▶ _EXERCISE_: Which lines in the records below contain the string "interior"? Pick out each of them and copy it in full, treating uppercase and lowercase as different.

▬▬▬▬▬▬

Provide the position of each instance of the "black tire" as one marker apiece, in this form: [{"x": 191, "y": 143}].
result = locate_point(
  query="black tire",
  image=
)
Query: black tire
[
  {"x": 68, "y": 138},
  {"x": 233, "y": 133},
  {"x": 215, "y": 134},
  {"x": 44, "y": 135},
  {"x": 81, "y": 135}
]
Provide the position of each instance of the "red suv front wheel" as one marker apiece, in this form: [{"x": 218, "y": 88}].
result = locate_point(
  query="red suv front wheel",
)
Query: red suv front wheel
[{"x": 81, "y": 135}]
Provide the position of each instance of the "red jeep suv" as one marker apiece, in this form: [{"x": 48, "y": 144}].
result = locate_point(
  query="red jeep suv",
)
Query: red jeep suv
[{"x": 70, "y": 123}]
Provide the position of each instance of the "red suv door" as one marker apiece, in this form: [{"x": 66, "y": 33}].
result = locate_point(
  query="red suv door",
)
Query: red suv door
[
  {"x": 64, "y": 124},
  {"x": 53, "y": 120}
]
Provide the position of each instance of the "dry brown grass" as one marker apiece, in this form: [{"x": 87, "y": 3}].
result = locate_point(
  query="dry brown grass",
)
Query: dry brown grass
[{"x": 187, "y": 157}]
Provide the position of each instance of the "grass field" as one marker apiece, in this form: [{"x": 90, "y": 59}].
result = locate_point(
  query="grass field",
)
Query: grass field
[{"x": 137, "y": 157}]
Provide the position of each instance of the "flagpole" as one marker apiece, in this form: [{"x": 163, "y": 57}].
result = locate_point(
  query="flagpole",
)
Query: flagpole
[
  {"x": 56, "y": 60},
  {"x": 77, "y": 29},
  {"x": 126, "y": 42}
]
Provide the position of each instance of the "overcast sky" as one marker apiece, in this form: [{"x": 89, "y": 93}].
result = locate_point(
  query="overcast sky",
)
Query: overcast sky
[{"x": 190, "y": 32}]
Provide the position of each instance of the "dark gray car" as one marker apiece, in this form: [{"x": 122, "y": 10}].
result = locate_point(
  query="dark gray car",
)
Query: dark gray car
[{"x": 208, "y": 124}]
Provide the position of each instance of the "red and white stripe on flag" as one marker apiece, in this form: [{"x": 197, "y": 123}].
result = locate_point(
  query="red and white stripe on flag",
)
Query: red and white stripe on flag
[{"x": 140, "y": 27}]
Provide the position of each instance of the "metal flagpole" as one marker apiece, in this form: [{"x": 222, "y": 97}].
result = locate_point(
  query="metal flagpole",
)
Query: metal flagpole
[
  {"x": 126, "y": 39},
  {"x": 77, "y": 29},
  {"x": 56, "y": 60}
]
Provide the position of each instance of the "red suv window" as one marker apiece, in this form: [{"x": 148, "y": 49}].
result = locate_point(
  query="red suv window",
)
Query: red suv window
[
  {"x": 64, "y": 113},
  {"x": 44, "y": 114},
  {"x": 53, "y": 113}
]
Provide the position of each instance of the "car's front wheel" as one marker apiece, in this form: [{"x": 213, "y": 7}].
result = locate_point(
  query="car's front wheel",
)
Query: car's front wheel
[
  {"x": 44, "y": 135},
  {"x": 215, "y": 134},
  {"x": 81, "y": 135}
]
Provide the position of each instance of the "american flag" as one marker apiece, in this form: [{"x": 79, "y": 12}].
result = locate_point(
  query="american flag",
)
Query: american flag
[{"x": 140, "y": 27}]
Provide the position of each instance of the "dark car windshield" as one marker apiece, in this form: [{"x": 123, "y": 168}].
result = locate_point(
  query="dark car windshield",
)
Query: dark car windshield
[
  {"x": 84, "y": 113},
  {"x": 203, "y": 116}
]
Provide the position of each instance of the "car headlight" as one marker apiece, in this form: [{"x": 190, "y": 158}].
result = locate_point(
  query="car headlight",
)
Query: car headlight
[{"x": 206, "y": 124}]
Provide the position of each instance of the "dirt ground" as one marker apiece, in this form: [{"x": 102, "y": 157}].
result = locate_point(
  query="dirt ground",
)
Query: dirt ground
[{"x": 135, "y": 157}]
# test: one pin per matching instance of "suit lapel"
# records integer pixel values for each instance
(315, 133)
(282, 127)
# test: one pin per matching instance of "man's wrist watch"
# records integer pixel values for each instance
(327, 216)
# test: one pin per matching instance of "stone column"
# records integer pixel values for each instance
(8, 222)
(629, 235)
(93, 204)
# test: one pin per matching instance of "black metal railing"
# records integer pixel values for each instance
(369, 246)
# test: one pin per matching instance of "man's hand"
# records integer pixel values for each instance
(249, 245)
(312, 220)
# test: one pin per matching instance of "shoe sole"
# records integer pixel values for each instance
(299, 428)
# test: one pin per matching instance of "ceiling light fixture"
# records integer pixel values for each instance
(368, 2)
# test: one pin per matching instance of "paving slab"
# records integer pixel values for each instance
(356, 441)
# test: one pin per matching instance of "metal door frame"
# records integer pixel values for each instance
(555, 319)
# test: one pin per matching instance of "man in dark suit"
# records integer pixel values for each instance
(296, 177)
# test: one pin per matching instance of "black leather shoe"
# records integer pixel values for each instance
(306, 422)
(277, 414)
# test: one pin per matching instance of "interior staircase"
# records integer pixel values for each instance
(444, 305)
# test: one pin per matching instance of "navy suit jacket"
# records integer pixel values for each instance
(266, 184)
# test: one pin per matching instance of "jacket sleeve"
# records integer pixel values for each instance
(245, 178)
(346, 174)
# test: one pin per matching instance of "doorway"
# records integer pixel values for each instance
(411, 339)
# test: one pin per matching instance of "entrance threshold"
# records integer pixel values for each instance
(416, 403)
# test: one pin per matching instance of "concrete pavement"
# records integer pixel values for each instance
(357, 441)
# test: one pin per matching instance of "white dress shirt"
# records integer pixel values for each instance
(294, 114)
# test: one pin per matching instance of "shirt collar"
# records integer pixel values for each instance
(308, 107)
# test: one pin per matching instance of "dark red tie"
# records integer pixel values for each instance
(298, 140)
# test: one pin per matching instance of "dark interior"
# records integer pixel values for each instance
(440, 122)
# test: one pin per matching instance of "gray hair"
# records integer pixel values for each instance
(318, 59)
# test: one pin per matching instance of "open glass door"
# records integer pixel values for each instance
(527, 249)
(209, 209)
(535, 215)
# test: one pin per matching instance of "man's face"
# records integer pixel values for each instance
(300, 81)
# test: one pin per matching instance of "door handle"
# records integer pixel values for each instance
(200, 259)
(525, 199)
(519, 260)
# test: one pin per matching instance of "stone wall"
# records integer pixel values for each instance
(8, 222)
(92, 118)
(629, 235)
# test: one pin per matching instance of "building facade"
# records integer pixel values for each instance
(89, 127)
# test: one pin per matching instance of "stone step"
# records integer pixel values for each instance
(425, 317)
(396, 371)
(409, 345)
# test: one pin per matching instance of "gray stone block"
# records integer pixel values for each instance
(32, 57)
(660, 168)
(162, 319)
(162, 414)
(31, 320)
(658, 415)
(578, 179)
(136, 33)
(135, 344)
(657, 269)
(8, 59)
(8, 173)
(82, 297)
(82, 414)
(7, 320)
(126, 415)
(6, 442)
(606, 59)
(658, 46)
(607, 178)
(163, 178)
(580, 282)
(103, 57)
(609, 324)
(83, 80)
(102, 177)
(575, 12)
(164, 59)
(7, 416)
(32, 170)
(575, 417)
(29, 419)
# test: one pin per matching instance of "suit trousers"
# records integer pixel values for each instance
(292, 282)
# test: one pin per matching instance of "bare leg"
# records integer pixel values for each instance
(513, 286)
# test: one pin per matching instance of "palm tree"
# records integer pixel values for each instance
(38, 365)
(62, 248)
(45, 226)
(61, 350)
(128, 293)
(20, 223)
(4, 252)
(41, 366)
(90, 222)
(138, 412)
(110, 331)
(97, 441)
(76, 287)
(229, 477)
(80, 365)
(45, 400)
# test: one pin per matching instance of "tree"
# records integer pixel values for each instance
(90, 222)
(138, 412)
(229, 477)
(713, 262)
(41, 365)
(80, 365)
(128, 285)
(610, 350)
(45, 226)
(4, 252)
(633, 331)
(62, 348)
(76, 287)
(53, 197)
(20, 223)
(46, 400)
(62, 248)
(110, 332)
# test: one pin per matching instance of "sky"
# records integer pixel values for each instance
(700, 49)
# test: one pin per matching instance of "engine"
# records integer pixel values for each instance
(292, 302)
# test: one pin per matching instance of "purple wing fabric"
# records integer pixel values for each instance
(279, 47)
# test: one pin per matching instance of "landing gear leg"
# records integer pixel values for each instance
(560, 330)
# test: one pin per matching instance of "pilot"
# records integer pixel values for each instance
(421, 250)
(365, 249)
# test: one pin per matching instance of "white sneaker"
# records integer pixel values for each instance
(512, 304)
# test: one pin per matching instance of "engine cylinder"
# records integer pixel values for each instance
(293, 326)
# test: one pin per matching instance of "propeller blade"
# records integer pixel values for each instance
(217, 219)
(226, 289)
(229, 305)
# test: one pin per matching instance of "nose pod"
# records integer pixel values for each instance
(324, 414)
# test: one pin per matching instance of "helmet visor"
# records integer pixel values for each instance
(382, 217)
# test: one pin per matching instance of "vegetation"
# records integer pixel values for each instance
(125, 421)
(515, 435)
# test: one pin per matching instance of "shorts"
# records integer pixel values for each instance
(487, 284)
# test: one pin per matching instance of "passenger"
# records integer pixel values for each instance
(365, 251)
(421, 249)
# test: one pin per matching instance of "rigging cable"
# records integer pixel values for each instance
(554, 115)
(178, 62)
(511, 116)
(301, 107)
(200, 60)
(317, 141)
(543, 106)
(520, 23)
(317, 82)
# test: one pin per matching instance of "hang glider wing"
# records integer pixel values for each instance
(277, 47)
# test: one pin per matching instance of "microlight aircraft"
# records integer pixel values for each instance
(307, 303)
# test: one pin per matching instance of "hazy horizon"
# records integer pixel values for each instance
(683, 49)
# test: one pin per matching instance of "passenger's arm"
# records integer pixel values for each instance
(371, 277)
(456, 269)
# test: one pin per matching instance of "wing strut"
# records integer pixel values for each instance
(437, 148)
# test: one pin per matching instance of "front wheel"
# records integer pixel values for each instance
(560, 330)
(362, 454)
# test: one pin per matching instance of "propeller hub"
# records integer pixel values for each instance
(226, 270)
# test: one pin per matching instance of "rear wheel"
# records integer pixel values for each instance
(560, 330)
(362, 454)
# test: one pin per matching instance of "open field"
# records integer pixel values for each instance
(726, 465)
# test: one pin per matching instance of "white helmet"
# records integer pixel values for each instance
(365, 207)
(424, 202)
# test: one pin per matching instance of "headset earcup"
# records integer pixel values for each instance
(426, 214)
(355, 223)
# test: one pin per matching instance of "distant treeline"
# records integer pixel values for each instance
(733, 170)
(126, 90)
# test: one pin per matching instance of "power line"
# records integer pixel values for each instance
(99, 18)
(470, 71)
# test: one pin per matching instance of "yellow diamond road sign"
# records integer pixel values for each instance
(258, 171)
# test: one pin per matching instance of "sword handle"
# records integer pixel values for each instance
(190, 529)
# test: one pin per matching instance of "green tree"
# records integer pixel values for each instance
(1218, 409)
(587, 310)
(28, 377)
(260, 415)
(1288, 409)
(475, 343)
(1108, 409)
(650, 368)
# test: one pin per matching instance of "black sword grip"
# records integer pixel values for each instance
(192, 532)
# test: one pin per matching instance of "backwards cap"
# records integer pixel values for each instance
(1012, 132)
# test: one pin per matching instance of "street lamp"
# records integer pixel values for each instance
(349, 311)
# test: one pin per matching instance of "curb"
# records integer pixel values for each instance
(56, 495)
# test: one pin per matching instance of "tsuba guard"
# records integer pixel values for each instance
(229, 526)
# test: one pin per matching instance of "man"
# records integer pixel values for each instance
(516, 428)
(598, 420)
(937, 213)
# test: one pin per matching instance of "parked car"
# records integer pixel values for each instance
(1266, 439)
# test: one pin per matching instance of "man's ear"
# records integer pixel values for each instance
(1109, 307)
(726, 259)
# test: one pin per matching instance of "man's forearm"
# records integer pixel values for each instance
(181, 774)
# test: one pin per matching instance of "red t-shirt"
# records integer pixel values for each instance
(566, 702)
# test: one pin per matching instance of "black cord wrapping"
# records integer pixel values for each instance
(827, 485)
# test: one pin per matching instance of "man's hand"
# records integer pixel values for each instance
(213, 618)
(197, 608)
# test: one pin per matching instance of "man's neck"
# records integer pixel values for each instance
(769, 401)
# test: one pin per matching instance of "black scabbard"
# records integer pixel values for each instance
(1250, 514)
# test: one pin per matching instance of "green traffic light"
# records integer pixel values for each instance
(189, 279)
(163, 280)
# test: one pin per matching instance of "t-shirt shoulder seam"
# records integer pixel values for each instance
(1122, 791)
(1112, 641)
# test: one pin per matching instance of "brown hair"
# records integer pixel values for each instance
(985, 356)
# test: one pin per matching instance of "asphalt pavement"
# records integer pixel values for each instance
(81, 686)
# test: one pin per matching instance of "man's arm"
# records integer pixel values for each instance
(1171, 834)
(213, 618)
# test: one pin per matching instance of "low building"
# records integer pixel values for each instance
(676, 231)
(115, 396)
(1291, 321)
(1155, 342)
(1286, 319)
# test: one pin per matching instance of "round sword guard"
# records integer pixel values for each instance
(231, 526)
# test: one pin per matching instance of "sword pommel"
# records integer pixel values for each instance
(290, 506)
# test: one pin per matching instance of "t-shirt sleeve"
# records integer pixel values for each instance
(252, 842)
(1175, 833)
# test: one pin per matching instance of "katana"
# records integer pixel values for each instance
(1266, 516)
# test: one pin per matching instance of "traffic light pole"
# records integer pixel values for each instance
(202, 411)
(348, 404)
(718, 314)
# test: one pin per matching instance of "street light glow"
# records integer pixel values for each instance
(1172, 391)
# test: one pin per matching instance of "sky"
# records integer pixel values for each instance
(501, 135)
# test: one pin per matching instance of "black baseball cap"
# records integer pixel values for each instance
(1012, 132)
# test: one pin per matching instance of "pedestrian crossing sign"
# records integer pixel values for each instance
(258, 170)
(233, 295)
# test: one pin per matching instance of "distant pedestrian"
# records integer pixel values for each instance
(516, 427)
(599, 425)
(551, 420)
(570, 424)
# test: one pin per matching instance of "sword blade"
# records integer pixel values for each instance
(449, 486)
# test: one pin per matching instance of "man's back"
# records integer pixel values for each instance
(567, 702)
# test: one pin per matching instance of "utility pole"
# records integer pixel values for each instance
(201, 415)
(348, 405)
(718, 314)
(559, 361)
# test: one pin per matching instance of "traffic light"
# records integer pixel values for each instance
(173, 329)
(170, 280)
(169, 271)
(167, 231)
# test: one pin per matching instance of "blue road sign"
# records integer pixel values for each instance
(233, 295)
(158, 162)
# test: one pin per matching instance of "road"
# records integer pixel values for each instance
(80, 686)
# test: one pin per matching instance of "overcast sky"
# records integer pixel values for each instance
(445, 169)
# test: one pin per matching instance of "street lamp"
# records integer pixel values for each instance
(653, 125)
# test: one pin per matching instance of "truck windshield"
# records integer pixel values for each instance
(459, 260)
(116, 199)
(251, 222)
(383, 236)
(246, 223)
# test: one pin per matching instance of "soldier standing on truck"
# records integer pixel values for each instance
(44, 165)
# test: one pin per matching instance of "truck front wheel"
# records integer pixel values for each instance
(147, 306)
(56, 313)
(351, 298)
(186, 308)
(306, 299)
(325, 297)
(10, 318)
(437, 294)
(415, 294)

▬▬▬▬▬▬

▶ _SOLVED EXERCISE_:
# test: one pin per matching instance of "interior staircase"
# test: one pin per matching instance of "dark interior"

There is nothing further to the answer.